■ **Exercise directions**
Copy the data exactly. No line may be skipped.

■ **Exercise input**
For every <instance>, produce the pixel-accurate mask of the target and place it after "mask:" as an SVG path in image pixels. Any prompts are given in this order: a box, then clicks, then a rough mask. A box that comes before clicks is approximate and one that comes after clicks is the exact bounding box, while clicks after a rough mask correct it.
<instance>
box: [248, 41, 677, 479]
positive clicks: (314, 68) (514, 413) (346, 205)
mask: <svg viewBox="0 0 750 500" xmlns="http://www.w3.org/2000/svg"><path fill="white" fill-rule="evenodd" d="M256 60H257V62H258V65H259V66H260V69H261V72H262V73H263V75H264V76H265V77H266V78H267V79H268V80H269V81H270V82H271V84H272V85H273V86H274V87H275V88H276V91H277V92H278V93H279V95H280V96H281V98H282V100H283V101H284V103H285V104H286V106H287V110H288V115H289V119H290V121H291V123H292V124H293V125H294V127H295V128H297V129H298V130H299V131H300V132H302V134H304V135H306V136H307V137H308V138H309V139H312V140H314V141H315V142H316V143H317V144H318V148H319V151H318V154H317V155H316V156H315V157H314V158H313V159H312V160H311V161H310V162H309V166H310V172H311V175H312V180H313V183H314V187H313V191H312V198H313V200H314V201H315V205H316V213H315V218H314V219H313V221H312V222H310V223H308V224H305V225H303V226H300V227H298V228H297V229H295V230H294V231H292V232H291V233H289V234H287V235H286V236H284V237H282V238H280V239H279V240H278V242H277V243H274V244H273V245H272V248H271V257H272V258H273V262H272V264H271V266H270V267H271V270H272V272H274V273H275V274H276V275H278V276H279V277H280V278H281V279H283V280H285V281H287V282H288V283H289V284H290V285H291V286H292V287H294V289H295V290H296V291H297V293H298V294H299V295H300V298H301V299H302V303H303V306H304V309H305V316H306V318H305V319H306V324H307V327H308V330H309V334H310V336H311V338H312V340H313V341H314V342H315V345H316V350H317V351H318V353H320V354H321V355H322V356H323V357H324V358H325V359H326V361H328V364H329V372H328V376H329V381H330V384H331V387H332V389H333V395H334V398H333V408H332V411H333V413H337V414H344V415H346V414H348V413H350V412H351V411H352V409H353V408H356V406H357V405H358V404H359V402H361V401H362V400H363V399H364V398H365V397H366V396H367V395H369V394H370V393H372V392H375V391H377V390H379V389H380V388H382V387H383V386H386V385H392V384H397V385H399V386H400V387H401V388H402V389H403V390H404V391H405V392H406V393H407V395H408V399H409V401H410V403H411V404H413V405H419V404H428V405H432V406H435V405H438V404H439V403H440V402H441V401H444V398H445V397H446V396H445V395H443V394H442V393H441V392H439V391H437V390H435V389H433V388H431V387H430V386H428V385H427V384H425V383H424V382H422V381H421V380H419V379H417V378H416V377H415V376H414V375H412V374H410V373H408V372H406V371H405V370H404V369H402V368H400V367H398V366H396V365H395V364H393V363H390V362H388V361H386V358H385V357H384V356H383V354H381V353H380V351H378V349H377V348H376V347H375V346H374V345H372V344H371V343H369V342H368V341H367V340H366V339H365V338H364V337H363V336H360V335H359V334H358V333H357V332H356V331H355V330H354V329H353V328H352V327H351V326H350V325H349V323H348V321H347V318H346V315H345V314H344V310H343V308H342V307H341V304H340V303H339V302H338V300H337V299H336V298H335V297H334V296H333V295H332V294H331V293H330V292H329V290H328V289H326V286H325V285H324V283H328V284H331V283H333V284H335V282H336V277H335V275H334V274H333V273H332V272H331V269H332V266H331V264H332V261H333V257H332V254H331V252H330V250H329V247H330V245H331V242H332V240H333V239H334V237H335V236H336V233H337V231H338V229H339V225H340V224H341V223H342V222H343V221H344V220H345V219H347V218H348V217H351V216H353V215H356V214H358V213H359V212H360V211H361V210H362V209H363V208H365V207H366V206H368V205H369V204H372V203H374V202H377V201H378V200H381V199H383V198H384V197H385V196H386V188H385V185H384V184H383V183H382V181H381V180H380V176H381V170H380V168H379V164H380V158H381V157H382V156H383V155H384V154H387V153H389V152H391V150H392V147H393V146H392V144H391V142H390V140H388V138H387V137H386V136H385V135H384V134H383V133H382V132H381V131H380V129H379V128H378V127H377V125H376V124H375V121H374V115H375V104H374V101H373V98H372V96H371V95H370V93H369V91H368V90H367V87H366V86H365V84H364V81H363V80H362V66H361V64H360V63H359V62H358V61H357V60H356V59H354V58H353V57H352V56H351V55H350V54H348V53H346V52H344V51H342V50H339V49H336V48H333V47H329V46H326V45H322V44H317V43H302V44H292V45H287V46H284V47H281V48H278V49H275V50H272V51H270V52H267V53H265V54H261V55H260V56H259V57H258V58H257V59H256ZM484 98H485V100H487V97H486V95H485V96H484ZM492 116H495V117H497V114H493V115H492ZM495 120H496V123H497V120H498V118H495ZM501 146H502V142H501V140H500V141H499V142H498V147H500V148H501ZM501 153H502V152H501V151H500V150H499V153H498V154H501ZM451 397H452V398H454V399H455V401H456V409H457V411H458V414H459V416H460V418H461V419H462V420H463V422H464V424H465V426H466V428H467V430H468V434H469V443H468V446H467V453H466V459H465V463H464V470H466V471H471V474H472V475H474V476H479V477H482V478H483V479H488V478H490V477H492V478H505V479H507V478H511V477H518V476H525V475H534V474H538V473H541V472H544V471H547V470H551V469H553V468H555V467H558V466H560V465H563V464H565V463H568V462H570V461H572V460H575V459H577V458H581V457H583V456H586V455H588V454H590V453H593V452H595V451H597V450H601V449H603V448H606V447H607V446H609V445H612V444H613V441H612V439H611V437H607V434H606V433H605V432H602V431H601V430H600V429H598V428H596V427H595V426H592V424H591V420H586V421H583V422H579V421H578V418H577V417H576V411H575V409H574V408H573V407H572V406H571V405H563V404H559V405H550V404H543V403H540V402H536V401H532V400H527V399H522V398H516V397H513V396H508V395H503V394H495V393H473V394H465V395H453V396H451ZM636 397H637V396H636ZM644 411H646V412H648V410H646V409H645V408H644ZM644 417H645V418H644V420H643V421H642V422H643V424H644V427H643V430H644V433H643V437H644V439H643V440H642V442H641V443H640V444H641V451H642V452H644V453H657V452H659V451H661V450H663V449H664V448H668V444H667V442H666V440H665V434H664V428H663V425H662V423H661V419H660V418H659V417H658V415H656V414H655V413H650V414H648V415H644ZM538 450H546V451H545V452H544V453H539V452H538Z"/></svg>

■ **Answer area**
For every <instance>, produce the pixel-accurate mask of the target and place it after "mask:" as an SVG path in image pixels. Any prompts are given in this order: a box, then clicks, then a rough mask. A box that comes before clicks is approximate and one that comes after clicks is the exact bounding box, while clicks after a rough mask correct it.
<instance>
box: [248, 41, 677, 479]
positive clicks: (314, 68) (514, 413) (346, 205)
mask: <svg viewBox="0 0 750 500" xmlns="http://www.w3.org/2000/svg"><path fill="white" fill-rule="evenodd" d="M256 60H257V62H258V65H259V66H260V69H261V72H262V73H263V75H264V76H265V77H266V78H267V79H268V80H269V81H270V82H271V84H272V85H273V86H274V87H275V88H276V91H277V92H278V93H279V95H280V96H281V98H282V100H283V101H284V103H285V104H286V106H287V110H288V115H289V119H290V121H291V123H292V124H293V125H294V127H295V128H297V129H298V130H299V131H300V132H302V134H304V135H306V136H307V137H308V138H309V139H312V140H314V141H315V142H316V143H317V144H318V148H319V151H318V154H317V155H316V156H315V157H314V158H313V159H312V160H311V161H310V162H309V166H310V172H311V175H312V180H313V183H314V187H313V191H312V198H313V200H314V201H315V205H316V213H315V218H314V219H313V221H312V222H310V223H308V224H305V225H303V226H300V227H298V228H297V229H295V230H294V231H292V232H291V233H289V234H287V235H286V236H284V237H282V238H280V239H279V240H278V242H277V243H274V244H273V245H272V248H271V257H272V258H273V262H272V264H271V266H270V267H271V270H272V272H274V273H275V274H276V275H278V276H279V277H280V278H281V279H283V280H285V281H287V282H288V283H289V284H290V285H291V286H292V287H294V289H295V290H296V291H297V293H298V294H299V295H300V298H301V299H302V303H303V306H304V309H305V316H306V318H305V319H306V324H307V327H308V330H309V334H310V336H311V338H312V340H313V341H314V342H315V345H316V350H317V351H318V353H320V354H321V355H322V356H323V357H324V358H325V359H326V361H328V364H329V372H328V376H329V381H330V384H331V387H332V389H333V395H334V398H333V408H332V411H333V413H337V414H344V415H346V414H348V413H350V412H351V411H352V409H353V408H356V406H357V405H358V404H359V402H361V401H362V400H363V399H364V398H365V397H366V396H367V395H369V394H370V393H372V392H375V391H377V390H379V389H380V388H382V387H383V386H386V385H392V384H397V385H399V386H400V387H401V388H402V389H403V390H404V391H405V392H406V393H407V395H408V399H409V401H410V403H411V404H413V405H419V404H428V405H432V406H435V405H438V404H439V403H440V402H441V401H444V398H445V397H446V396H445V395H443V394H442V393H441V392H439V391H437V390H435V389H433V388H431V387H430V386H428V385H427V384H425V383H424V382H422V381H421V380H419V379H417V378H416V377H415V376H414V375H412V374H410V373H408V372H406V371H405V370H404V369H402V368H400V367H398V366H396V365H395V364H393V363H390V362H388V361H386V358H385V357H384V356H383V354H381V353H380V351H378V349H377V348H376V347H375V346H374V345H372V344H371V343H369V342H368V341H367V340H366V339H365V338H364V337H363V336H360V335H359V334H358V333H357V332H356V331H355V330H354V329H353V328H352V327H351V326H350V325H349V323H348V321H347V318H346V315H345V314H344V310H343V308H342V307H341V304H340V303H339V302H338V300H337V299H336V298H335V297H334V296H333V295H332V294H331V293H330V292H329V290H328V289H326V286H325V285H324V283H328V284H331V283H333V284H335V282H336V277H335V275H334V274H333V273H332V272H331V269H332V266H331V264H332V261H333V257H332V254H331V252H330V250H329V247H330V245H331V242H332V240H333V239H334V237H335V236H336V233H337V231H338V229H339V225H340V224H341V223H342V222H343V221H344V220H345V219H347V218H348V217H351V216H353V215H356V214H358V213H359V212H360V211H361V210H362V209H363V208H365V207H366V206H368V205H369V204H372V203H374V202H377V201H378V200H381V199H383V198H384V197H385V196H386V188H385V185H384V184H383V183H382V181H381V180H380V176H381V170H380V168H379V164H380V158H381V157H382V156H383V155H384V154H387V153H389V152H391V150H392V147H393V146H392V144H391V142H390V140H388V138H387V137H386V136H385V135H384V134H383V133H382V132H381V131H380V129H379V128H378V127H377V125H376V124H375V121H374V115H375V104H374V101H373V98H372V96H371V95H370V93H369V91H368V90H367V87H366V86H365V84H364V81H363V80H362V66H361V64H360V63H359V62H358V61H357V60H356V59H354V58H353V57H352V56H351V55H350V54H348V53H346V52H344V51H342V50H339V49H336V48H333V47H329V46H326V45H322V44H317V43H302V44H292V45H287V46H284V47H281V48H278V49H275V50H272V51H270V52H267V53H265V54H261V55H260V56H259V57H258V58H257V59H256ZM484 98H485V100H487V97H486V95H485V96H484ZM492 116H495V117H497V114H493V115H492ZM495 120H496V123H497V120H498V118H495ZM501 146H502V142H501V140H500V141H499V142H498V147H500V148H501ZM501 153H502V152H501V151H500V150H499V153H498V154H501ZM451 397H452V398H454V399H455V401H456V409H457V411H458V414H459V416H460V418H461V419H462V420H463V422H464V424H465V426H466V428H467V430H468V434H469V443H468V446H467V453H466V459H465V463H464V470H466V471H471V474H472V475H474V476H479V477H482V478H483V479H488V478H490V477H492V478H505V479H507V478H511V477H518V476H525V475H534V474H538V473H541V472H544V471H547V470H551V469H553V468H555V467H558V466H560V465H563V464H565V463H568V462H570V461H572V460H575V459H577V458H581V457H583V456H586V455H588V454H590V453H593V452H595V451H597V450H601V449H603V448H606V447H607V446H609V445H612V444H613V441H612V439H611V437H607V434H606V433H605V432H602V431H601V430H600V429H598V428H596V427H595V426H592V424H591V420H586V421H583V422H579V421H578V418H577V417H576V411H575V409H574V408H573V407H572V406H571V405H563V404H559V405H550V404H543V403H540V402H536V401H532V400H527V399H522V398H516V397H513V396H508V395H503V394H495V393H473V394H465V395H453V396H451ZM636 397H637V396H636ZM644 411H646V412H648V410H646V409H645V408H644ZM644 417H645V418H644V420H643V421H642V422H643V424H644V427H643V430H644V433H643V437H644V439H643V440H642V442H641V443H640V444H641V451H642V452H644V453H657V452H659V451H661V450H663V449H664V448H668V444H667V442H666V440H665V434H664V428H663V425H662V423H661V419H660V418H659V417H658V415H656V414H655V413H650V414H648V415H644ZM538 450H546V451H545V452H544V453H539V452H538Z"/></svg>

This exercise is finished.